* _Listed entries_:
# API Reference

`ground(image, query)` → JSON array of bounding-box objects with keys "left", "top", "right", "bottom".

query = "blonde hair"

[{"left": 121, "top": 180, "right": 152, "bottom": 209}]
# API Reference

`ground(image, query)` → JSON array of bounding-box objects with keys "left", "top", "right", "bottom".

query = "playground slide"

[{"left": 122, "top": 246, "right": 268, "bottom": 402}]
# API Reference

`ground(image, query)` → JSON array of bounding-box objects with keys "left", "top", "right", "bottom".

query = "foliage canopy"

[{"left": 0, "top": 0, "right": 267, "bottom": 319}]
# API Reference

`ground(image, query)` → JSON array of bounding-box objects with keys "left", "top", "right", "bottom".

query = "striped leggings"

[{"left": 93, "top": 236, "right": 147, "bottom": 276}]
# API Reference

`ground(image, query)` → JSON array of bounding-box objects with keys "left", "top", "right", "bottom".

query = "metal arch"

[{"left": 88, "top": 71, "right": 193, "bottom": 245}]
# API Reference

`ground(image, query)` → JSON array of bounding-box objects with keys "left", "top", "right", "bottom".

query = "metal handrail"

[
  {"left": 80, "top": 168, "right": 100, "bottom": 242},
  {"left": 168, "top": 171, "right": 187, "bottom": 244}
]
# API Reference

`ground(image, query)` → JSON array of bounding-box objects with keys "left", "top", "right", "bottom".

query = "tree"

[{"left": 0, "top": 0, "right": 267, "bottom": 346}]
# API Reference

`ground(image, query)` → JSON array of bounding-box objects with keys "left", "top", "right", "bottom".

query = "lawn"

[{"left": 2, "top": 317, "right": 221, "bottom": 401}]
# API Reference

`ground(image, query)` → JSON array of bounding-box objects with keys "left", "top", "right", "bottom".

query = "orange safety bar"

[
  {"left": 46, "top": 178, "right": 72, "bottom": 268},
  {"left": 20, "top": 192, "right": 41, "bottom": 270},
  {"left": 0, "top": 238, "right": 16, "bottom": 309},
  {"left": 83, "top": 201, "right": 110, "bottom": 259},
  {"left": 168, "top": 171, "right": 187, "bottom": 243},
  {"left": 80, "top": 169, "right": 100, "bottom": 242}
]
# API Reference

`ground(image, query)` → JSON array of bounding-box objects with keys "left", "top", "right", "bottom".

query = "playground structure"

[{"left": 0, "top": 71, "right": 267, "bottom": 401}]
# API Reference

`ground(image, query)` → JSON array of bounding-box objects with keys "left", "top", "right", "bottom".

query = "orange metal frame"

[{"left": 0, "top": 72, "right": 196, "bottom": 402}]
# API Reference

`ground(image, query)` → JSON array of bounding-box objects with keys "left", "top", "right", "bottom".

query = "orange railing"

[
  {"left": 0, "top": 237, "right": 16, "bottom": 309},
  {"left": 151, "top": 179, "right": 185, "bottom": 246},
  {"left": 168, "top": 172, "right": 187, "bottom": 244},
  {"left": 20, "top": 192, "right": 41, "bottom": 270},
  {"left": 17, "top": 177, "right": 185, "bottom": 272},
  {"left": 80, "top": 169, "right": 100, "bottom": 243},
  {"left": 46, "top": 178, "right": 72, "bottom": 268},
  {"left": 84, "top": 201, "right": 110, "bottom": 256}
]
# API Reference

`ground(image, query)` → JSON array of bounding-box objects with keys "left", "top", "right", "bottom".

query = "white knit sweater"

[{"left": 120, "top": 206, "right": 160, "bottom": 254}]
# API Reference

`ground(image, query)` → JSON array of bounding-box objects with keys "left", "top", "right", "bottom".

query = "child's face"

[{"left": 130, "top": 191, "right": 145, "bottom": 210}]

* _What is being asked_: For this exercise, all the data must be repeated exactly.

* _Your response_:
# API Reference

`ground(image, query)` → JSON array of bounding-box objects with keys "left", "top", "right", "bottom".

query = "blonde hair"

[{"left": 121, "top": 180, "right": 152, "bottom": 209}]
# API Reference

`ground(image, query)` → JSON array of bounding-box objects with keys "left", "top", "right", "bottom".

query = "playground slide"

[{"left": 122, "top": 246, "right": 268, "bottom": 402}]
# API Reference

`ground(image, query)` → JSON array of bounding-box objects with keys "left", "top", "right", "bottom".

query = "foliage canopy"

[{"left": 0, "top": 0, "right": 267, "bottom": 319}]
# API Reference

`ground(image, query)` → JSON array of bounding-box objects with keys "left", "top", "right", "bottom".

query = "striped leggings"

[{"left": 93, "top": 236, "right": 147, "bottom": 276}]
# API Reference

`ground(image, query)` → JSON array of bounding-box objects with keys "left", "top", "right", "bottom".

query = "metal arch"

[{"left": 88, "top": 71, "right": 193, "bottom": 245}]
# API Reference

`ground(image, query)` → JSON array of bounding-box objects with keys "left", "top", "right", "bottom".

query = "metal handrail"

[
  {"left": 80, "top": 168, "right": 100, "bottom": 242},
  {"left": 168, "top": 171, "right": 187, "bottom": 244}
]
# API Reference

`ground(image, query)` → JSON array of bounding-box objects with keys "left", "top", "right", "bottom".

query = "tree"

[{"left": 0, "top": 0, "right": 267, "bottom": 346}]
# API Reference

`ground(image, query)` → JSON array of bounding-box objects with keys "left", "top", "right", "bottom".

query = "lawn"

[{"left": 2, "top": 317, "right": 221, "bottom": 401}]
# API Reference

`ground(image, query)` → JSON array of bounding-box objects with keys "left", "top", "right", "bottom".

query = "orange safety bar"

[
  {"left": 46, "top": 178, "right": 72, "bottom": 268},
  {"left": 20, "top": 192, "right": 41, "bottom": 270},
  {"left": 0, "top": 238, "right": 16, "bottom": 309},
  {"left": 83, "top": 201, "right": 110, "bottom": 259},
  {"left": 168, "top": 171, "right": 187, "bottom": 243},
  {"left": 80, "top": 169, "right": 100, "bottom": 242}
]
# API Reference

`ground(image, query)` → JSON array of bounding-box objects with keys "left", "top", "right", "bottom".

query = "playground structure"

[{"left": 0, "top": 71, "right": 267, "bottom": 401}]
# API Reference

`ground(image, query)` → JSON array of bounding-box objects with keys "left", "top", "right", "bottom".

query = "orange metal frame"

[{"left": 0, "top": 72, "right": 196, "bottom": 402}]
# API Reference

`ground(image, query)` → JSON array of bounding-box objects with keys "left", "top", "right", "bottom".

query = "orange railing"

[
  {"left": 0, "top": 237, "right": 16, "bottom": 309},
  {"left": 151, "top": 179, "right": 185, "bottom": 246},
  {"left": 168, "top": 172, "right": 187, "bottom": 244},
  {"left": 20, "top": 192, "right": 41, "bottom": 270},
  {"left": 17, "top": 177, "right": 185, "bottom": 272},
  {"left": 80, "top": 169, "right": 100, "bottom": 243},
  {"left": 46, "top": 178, "right": 72, "bottom": 268},
  {"left": 84, "top": 201, "right": 110, "bottom": 256}
]
# API Reference

`ground(image, query)` → JSON array of bounding-box objects with keys "left", "top", "right", "bottom".

query = "white knit sweater"

[{"left": 120, "top": 206, "right": 160, "bottom": 254}]
# API Reference

`ground(image, query)` → JSON array of bounding-box objects with keys "left", "top", "right", "bottom".

query = "child's face"

[{"left": 130, "top": 191, "right": 145, "bottom": 210}]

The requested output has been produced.